Opportunities
I continue to see Great Egrets, Green Herons, and Great Blue Herons along the Curtain Pole Road section of the Tennessee Riverpark. Ospreys continue to be active at Chickamauga Dam, fishing early in the day. Some lovely flowers are blooming at Renaissance Park. Observation is mor comfortable early in the day before the heat moves in (7 to 9 AM).
The Porch Writer’s Collective of Nashville continues to offer a weekly writer’s prompt. The Porch will release their list of online fall classes for writers next week. For sign up information, look at their web page: https://the-porch-writers-collective.square.site/
The Cornell Laboratory of Ornithology offers an online Bird Photography class with Melissa Groo. They also have a Nature Journaling and Field Sketching class.
Rattle Poetry gives poets an opportunity to address current events with “Poets Respond.” Poets may submit poems written during the current week and the poems will be reviewed within the week. The winning poets will present their poems online during the Sunday YouTube program “Poets Respond.” Following these presentations, others who submitted work can participate in an online open mic. Rattle Poetry also offers a weekly Ekphrastic Challenge. Submission guidelines for Rattle are available through Submittable.com
The Chattanooga Writers’ Guild continues to offer a program on the second Tuesday of each month online. The August program is an open mic via zoom. The Guild offers additional programs, including a weekly Ekphrastic poetry challenge. Any member of the Chattanooga Writers Guild Facebook Group can participate.

● GIVEN EXERCISE A:
Rewrite every line of the records below, requests included, multiplying each coordinate in the answers by 2.15 and rounding to whole numbers, with halves rounded up. Leave the requests and their sample layouts unchanged, and omit the picture lines.
The text and the records that follow it are unrelated material.

● DATA LINES:
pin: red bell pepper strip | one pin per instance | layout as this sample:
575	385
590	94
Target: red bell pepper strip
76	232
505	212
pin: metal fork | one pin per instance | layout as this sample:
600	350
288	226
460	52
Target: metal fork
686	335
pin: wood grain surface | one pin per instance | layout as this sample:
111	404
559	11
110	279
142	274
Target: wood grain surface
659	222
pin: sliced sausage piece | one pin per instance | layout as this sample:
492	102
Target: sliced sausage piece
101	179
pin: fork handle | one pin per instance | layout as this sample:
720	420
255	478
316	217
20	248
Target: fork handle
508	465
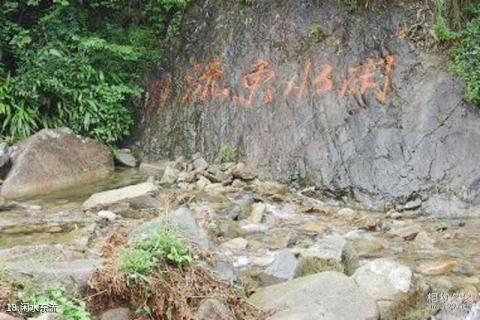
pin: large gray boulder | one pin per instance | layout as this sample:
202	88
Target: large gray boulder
110	197
387	281
310	92
53	160
323	296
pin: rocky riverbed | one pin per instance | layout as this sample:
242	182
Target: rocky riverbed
302	258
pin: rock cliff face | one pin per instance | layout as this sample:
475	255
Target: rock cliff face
311	92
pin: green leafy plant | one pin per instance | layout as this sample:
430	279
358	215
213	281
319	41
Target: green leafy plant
79	63
227	154
465	53
144	256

● GIVEN EXERCISE B:
Answer these questions about the Opportunities text:
(i) When in the day are the Ospreys at Chickamauga Dam fishing?
(ii) Who teaches the online Bird Photography class offered by the Cornell Laboratory of Ornithology?
(iii) On which Tuesday of each month does the Chattanooga Writers' Guild offer its online program?

● WRITTEN REPLY A:
pin: red bell pepper strip | one pin per instance | layout as this sample:
575	385
590	94
Target: red bell pepper strip
163	499
1086	456
pin: metal fork | one pin per instance | layout as this sample:
600	350
288	226
460	52
Target: metal fork
1475	720
pin: wood grain surface | one pin per instance | layout as this sample:
111	404
559	11
110	279
142	274
Target: wood grain surface
1417	477
pin: sliced sausage piece | one pin per instance | layout as this sample:
492	102
Target: sliced sausage piece
217	385
pin: fork handle | one pin per instance | layout as this sample:
720	420
255	478
316	217
20	248
Target: fork handle
1092	1000
pin: large gray boulder | one pin per instance | layout as this sample:
202	88
Target: large gray boulder
237	424
832	604
667	198
114	344
694	636
pin: rocky riverbed | one pin per instance | layout as this sample:
242	182
Target: rocky riverbed
649	555
pin: rock cliff face | one pin per instance | layout as this sample:
475	255
Target: rock cliff face
669	198
pin: green leafy plant | one pin per instance | layout as this sample:
430	279
358	215
213	281
319	41
Target: green leafy plant
170	135
488	331
1000	114
310	550

● WRITTEN REPLY B:
(i) Early in the day.
(ii) Melissa Groo.
(iii) The second Tuesday.